#### [Extrait fourni]
★ ★ ★
Quand la démocratie vire à l'orgie
Le tour que prennent les évènements en Grande-Bretagne plongent dans la perplexité Bert Wagendorp, chroniqueur à De Volkskrant :
«La fête de la démocratie a dégénéré en une immonde beuverie, où les invités perdent toute inhibition et se pourchassent sauvagement. Plus grand-chose à voir avec la démocratie. Les intérêts personnels et partisans ont pris le pas sur la question de l'utilité d'un Brexit. ... Le référendum sur le Brexit a divisé un pays stable et transformé sa classe politique en une nuée de lemmings se précipitant dans le vide du haut d'une falaise de craie. Offrant un spectacle formidable - mais assez tragique.»
Etirer le délai comme un chewing-gum
On ne gagne rien à prolonger artificiellement une situation sans issue, écrit El Mundo avec résignation :
«Si Westminster enterre l'accord, l'Europe se retrouvera à nouveau dans le désarroi, face à un avenir hérissé de points d'interrogation sans réponses fiables. A Bruxelles, on s'est déjà paré de bandages avant même d'avoir été blessé et on parle de repousser de plusieurs mois l'échéance du Brexit. Mais à quoi bon distendre le temps comme on étire un chewing-gum ? L'immense irresponsabilité de convoquer un référendum sur le Brexit a conduit à une impasse : les Britanniques n'avancent pas d'un millimètre et le reste de l'Europe est paralysé.»
★ ★ ★
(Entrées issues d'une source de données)

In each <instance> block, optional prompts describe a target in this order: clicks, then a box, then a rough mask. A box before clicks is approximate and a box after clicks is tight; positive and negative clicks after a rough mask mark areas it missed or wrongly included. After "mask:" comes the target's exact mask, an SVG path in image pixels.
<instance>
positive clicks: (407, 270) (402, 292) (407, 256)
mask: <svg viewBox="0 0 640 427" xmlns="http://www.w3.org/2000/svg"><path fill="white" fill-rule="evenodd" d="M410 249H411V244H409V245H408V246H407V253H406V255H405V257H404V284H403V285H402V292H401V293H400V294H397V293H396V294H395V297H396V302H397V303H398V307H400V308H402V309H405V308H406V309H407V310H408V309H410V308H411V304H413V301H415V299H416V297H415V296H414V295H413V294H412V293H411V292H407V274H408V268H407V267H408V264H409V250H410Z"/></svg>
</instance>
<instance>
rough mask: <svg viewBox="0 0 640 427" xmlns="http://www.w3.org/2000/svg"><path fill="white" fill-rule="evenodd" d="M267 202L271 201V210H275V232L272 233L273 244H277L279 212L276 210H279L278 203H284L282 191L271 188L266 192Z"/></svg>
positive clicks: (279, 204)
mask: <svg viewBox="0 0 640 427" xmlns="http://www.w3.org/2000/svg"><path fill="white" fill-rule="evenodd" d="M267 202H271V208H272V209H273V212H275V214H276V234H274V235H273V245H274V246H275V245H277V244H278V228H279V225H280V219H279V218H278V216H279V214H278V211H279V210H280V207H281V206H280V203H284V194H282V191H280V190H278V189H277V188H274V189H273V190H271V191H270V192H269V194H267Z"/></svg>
★ ★ ★
#### [Tâches à réaliser]
- 1) Indiquez si chacune des affirmations suivantes concorde avec l'extrait sur le Brexit, en répondant par oui ou par non et en citant exactement les mots décisifs de l'extrait. (a) Bert Wagendorp est chroniqueur à El Mundo. (b) À Bruxelles, on envisage de repousser de plusieurs mois l'échéance du Brexit. (c) D'après El Mundo, les Britanniques avancent lentement.
- 2) Recopiez tel quel tout ce qui va du début des entrées jusqu'à la ligne contenant « positive clicks: (407, 270) », celle-ci comprise.

#### [Résultats de l'exercice]
- 1)
(a) Non : « Bert Wagendorp, chroniqueur à De Volkskrant ».
(b) Oui : « on parle de repousser de plusieurs mois l'échéance du Brexit ».
(c) Non : « les Britanniques n'avancent pas d'un millimètre ».

- 2)
In each <instance> block, optional prompts describe a target in this order: clicks, then a box, then a rough mask. A box before clicks is approximate and a box after clicks is tight; positive and negative clicks after a rough mask mark areas it missed or wrongly included. After "mask:" comes the target's exact mask, an SVG path in image pixels.
<instance>
positive clicks: (407, 270) (402, 292) (407, 256)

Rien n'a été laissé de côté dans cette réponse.